→ CONSIGNES:
1. Répondez aux questions suivantes à partir de l'extrait sur le périmètre des 500 mètres.
(a) Sur quoi des solutions sont-elles aujourd'hui proposées pour ce périmètre ?
(b) Dans le cadre de quelle loi, et en quelle année, M. Stéphane Chenuet dit-il avoir défendu cette idée ?
(c) À qui serait-il pertinent, selon lui, de prescrire d'engager les procédures d'adaptation ?
2. Reproduisez mot pour mot le passage de l'extrait sur le périmètre des 500 mètres qui s'ouvre sur les mots contenant « M. Stéphane Chenuet. - Nous » et se termine par « d'adaptation serait pertinente. ».

S'agissant du périmètre des 500 mètres, des solutions sont aujourd'hui proposées sur les PDA ou les SPR. Il est plus facile de faire passer les messages sur les zones directement concernées par le patrimoine qu'en englobant tout un secteur géographique par un diamètre qui peut recouvrir de l'habitat ne se sentant pas concerné par le bâtiment classé, voire étant en non-visibilité. J'ai entendu dans vos premiers échanges que des pistes sont explorées à cet égard et cela nous intéresse.

M. Stéphane Chenuet. - Nous partageons totalement cette idée que nous avions défendue dans le cadre de la loi architecture et patrimoine en 2016. Il s'agissait de mettre en place des périmètres adaptés plutôt que d'imposer des périmètres rigides de 500 mètres qui n'ont pas toujours du sens. À l'inverse, la possibilité d'avoir des périmètres adaptés qui sont à la main des acteurs locaux et des ABF a beaucoup de sens et il nous semble que l'idée de prescrire aux préfets d'engager ces procédures d'adaptation serait pertinente.

→ DONNÉES FOURNIES:
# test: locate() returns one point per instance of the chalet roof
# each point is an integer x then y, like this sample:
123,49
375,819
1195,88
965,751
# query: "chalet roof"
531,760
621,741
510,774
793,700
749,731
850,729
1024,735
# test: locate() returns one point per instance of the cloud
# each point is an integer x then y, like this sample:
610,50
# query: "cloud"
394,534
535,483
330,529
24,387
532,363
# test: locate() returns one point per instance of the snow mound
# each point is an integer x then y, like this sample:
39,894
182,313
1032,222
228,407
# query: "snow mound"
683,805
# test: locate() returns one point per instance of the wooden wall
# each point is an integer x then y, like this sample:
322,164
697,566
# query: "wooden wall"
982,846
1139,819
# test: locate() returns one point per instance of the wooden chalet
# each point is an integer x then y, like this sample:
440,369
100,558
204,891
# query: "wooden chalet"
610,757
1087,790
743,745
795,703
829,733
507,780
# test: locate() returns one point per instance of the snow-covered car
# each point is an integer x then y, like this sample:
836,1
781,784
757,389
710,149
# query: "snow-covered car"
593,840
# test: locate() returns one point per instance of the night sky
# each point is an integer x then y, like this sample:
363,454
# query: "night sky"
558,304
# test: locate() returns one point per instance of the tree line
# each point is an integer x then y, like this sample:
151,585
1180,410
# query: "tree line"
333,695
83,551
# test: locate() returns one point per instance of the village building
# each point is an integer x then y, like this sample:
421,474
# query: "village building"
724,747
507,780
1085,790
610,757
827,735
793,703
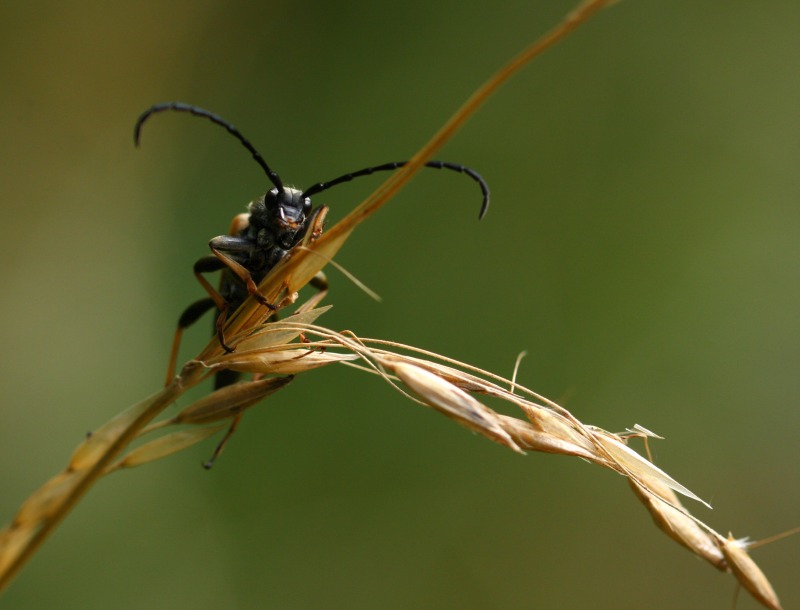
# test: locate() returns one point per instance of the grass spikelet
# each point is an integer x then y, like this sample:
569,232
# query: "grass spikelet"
747,572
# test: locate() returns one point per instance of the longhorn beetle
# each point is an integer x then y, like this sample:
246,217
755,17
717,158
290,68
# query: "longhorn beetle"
259,239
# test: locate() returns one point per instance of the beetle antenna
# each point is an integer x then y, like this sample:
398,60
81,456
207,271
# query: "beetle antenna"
197,111
324,186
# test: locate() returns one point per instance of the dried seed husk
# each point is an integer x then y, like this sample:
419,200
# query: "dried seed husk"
164,446
668,514
748,573
281,362
452,401
229,401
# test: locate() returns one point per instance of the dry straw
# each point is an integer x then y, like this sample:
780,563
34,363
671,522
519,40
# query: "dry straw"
276,352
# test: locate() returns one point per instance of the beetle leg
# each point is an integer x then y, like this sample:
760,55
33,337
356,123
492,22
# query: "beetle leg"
221,445
190,315
223,247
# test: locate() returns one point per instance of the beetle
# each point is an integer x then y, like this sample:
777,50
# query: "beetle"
260,238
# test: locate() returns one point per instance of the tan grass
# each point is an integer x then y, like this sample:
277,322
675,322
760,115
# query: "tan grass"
275,352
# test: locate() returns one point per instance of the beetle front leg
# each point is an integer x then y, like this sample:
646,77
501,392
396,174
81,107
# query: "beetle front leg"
225,247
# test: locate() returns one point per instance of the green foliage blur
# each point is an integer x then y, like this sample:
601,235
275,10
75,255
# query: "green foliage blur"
641,245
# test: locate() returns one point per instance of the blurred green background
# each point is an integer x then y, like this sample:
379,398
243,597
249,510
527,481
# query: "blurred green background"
642,245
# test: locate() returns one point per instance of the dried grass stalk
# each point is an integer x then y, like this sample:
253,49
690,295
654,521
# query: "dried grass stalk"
272,349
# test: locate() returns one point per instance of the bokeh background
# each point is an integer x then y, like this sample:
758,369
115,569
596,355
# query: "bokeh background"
642,246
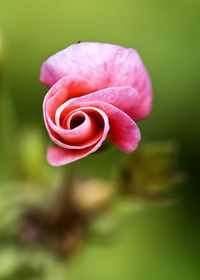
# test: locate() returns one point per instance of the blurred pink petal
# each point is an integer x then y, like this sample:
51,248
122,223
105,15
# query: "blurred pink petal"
104,65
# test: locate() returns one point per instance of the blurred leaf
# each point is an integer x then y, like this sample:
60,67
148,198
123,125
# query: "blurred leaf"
151,170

→ RÉPONSES PAR CONSIGNE:
1.
(a) Sur les PDA ou les SPR.
(b) La loi architecture et patrimoine, en 2016.
(c) Aux préfets.

2.
M. Stéphane Chenuet. - Nous partageons totalement cette idée que nous avions défendue dans le cadre de la loi architecture et patrimoine en 2016. Il s'agissait de mettre en place des périmètres adaptés plutôt que d'imposer des périmètres rigides de 500 mètres qui n'ont pas toujours du sens. À l'inverse, la possibilité d'avoir des périmètres adaptés qui sont à la main des acteurs locaux et des ABF a beaucoup de sens et il nous semble que l'idée de prescrire aux préfets d'engager ces procédures d'adaptation serait pertinente.